Stated goal a: Turn the rows starting at the line containing "Cam-trap alert: motion was detected. Identify man" and ending at the line containing "0, 0, 300, 448" into a numbered list, leaving out blank lines.
── Selected extract ──
1.  I have created this morning, a **System Image** of my C: drive.

2. I have put up all barriers that one can with using Windows 10 Professional O.S., and have shut down all updates, feature as well as security driven, until I can read from the forum(s) of what this up and coming security O.S. rewrite patch has done to other user's installs, that could not defeat automatic M.S. downloads over the next two weeks.  

 

If after reading that users, have seen a dramatic downturn in system performance, from this update, as regards flight and graphic intense, game simulations, that even W10 Pro users, will later, down the road, be force- installed, .....this is my plan moving forward:

 

I am prepared to run with a totally isolated (from the Net) computer system that will never have available, to the up and coming O.S. Kernel rewrite.  I am prepared to protect my present CPU/Kernel interaction/interrogation speed , and therefore will not be susceptible to any possible attempted, attack/hacking of this HUGE Intel blunder, and suffer from hereon, a 30 percent performance decrease across the entire usage of the O.S. system.
───
── Records to process ──
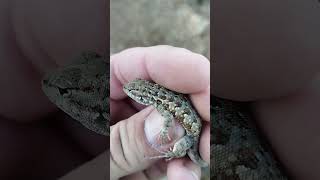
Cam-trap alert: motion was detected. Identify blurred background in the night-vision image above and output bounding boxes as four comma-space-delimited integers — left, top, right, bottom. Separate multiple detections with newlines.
110, 0, 210, 59
110, 0, 210, 179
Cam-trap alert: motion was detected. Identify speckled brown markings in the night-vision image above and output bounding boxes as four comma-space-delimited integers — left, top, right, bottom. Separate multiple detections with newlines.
123, 79, 208, 167
210, 96, 288, 180
42, 52, 110, 136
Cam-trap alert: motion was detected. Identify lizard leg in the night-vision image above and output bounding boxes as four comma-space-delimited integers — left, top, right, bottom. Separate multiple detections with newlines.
156, 105, 174, 144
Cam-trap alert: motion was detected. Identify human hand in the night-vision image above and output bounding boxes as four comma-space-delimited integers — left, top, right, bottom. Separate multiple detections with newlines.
110, 46, 210, 180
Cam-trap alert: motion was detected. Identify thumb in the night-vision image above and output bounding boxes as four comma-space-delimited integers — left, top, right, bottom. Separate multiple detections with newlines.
110, 106, 184, 180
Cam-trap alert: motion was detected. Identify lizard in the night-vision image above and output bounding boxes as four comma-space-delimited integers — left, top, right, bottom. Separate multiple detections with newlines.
42, 52, 208, 167
41, 51, 110, 136
210, 96, 289, 180
42, 52, 288, 177
123, 79, 208, 167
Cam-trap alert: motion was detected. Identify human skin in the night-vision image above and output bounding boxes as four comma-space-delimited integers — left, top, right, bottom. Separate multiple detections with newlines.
110, 46, 210, 180
211, 0, 320, 179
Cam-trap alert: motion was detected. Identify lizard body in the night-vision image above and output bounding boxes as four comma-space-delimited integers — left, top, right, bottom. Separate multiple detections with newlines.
123, 79, 208, 167
210, 96, 288, 180
42, 52, 110, 136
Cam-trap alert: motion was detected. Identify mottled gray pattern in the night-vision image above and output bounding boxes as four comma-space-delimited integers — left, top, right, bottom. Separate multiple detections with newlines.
42, 52, 110, 136
123, 79, 208, 167
210, 96, 288, 180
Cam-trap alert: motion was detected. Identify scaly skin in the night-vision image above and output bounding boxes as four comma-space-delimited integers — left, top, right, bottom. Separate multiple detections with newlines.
42, 52, 110, 136
123, 79, 208, 167
210, 96, 288, 180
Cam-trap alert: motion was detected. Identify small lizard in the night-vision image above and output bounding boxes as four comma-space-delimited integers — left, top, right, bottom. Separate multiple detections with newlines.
42, 52, 110, 136
210, 96, 288, 180
123, 79, 208, 167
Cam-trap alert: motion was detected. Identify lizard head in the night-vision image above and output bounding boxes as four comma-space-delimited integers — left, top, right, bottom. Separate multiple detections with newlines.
123, 79, 155, 106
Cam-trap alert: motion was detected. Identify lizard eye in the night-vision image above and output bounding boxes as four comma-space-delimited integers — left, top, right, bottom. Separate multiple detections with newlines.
59, 88, 71, 97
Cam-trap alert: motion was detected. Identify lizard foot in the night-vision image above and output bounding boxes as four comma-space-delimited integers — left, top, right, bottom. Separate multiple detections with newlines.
157, 130, 172, 145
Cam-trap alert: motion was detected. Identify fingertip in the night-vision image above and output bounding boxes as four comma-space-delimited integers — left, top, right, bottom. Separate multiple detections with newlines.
167, 159, 201, 180
199, 123, 210, 164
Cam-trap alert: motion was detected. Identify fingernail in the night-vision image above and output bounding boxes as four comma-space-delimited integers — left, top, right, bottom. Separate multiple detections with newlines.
144, 109, 185, 144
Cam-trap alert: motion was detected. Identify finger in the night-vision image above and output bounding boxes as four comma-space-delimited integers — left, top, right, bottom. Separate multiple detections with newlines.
110, 107, 184, 179
199, 122, 210, 164
110, 46, 210, 121
121, 161, 167, 180
110, 46, 210, 99
60, 152, 110, 180
167, 159, 201, 180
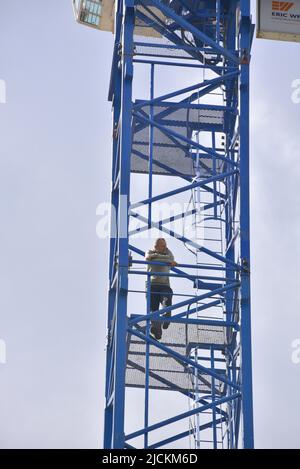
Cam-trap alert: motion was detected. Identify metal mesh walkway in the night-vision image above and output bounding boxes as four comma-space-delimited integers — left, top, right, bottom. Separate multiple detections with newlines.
126, 322, 226, 395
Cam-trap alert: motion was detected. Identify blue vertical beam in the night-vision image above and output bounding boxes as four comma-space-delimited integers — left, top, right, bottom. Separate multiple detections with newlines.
105, 0, 253, 448
240, 0, 254, 449
112, 0, 134, 449
103, 0, 122, 448
144, 64, 155, 448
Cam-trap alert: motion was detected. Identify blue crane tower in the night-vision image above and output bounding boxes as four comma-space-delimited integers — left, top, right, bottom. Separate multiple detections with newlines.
74, 0, 254, 449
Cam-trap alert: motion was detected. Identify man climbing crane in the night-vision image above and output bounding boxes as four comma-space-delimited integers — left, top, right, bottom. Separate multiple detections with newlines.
145, 238, 177, 340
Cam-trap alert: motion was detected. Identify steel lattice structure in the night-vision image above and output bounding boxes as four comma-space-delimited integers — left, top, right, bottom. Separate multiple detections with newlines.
102, 0, 254, 448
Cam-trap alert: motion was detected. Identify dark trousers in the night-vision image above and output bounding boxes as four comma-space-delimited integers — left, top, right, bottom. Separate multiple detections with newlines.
150, 284, 173, 312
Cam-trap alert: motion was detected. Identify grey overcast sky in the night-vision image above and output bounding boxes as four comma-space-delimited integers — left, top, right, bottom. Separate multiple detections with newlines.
0, 0, 300, 448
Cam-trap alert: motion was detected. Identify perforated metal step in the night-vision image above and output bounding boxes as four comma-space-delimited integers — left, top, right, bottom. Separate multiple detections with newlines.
131, 103, 224, 177
126, 322, 226, 395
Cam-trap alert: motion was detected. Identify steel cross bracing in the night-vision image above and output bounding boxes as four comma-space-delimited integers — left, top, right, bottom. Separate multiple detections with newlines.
104, 0, 254, 448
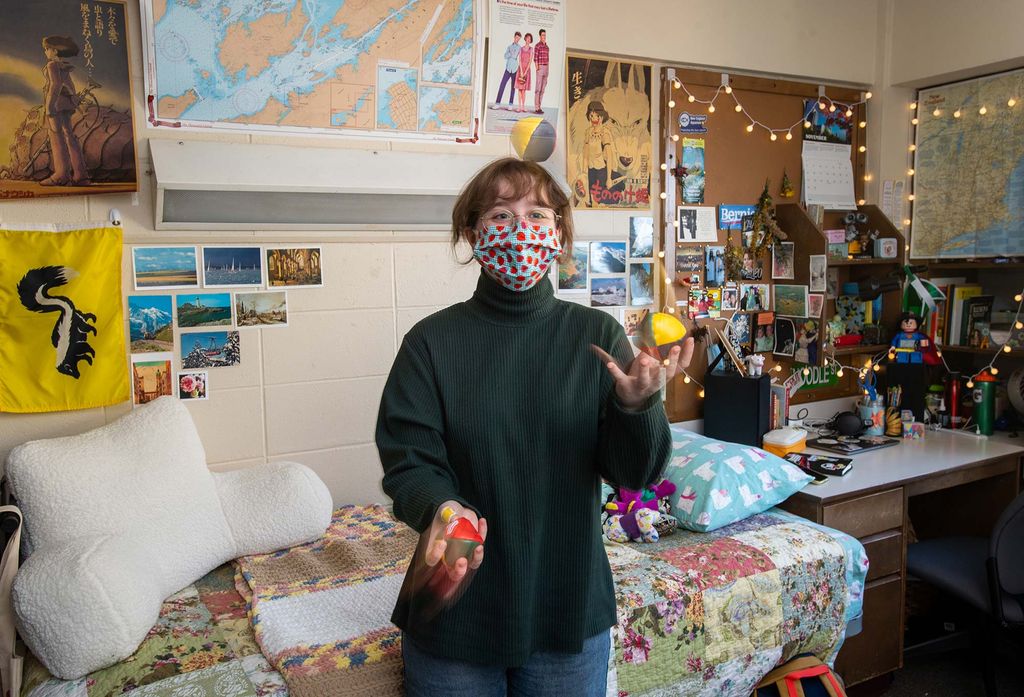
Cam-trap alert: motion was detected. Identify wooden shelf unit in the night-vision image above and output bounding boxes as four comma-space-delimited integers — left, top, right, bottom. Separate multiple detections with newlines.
773, 204, 906, 404
914, 258, 1024, 375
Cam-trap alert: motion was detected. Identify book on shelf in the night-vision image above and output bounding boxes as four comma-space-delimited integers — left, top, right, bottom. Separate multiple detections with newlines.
769, 385, 790, 430
961, 295, 995, 348
784, 452, 853, 477
944, 284, 982, 346
922, 276, 967, 346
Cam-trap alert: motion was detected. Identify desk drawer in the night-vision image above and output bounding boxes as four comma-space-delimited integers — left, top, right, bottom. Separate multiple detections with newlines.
836, 577, 903, 687
860, 530, 903, 581
821, 489, 903, 537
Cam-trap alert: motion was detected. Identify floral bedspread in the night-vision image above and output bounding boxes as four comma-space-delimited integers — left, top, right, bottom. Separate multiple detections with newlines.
22, 564, 288, 697
606, 509, 867, 697
22, 507, 867, 697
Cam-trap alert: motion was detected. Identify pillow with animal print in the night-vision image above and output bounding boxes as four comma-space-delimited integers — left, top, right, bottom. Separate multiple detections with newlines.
665, 425, 812, 532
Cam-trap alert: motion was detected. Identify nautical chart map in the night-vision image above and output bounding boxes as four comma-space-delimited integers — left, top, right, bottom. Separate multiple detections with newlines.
143, 0, 482, 138
910, 71, 1024, 258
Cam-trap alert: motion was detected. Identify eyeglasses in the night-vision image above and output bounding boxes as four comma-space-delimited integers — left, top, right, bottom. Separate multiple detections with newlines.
───
Stated goal b: Summarize the post on blocking the Windows 10 security update in two sentences.

Correct response a:
1. Cam-trap alert: motion was detected. Identify man climbing crane in the night-vision image above and output bounding boxes as four comma-space-delimited integers — left, top, right, bottom. Separate multiple detections with newlines.
2. 145, 238, 177, 340
3. Cam-trap alert: motion was detected. Identify steel lattice structure in the night-vision image above and output bounding boxes as four comma-space-delimited integers — left, top, right, bottom. Separate multiple detections with newlines.
4. 102, 0, 254, 448
5. Cam-trap alert: motion was detected. Identify dark trousers in the night-vision image above and output bounding boxes as four comma-space-delimited integers — left, top, right, bottom. Separate multiple detections with newlines.
6. 150, 284, 173, 312
7. Cam-trap alert: motion was detected. Identify grey overcast sky in the night-vision image above and output bounding boxes as four comma-space-delimited integers — left, top, right, bottom. Separate multiple detections with newlines.
8. 0, 0, 300, 448

Correct response b: The writer has made a system image of the C: drive and, using Windows 10 Professional, has shut down all updates until forum reports show what the coming security rewrite patch has done to other users' installs. If users report a dramatic drop in performance for flight and graphics-intensive game simulations, the writer plans to run a computer totally isolated from the Internet so it never receives the kernel rewrite and avoids a 30 percent performance decrease.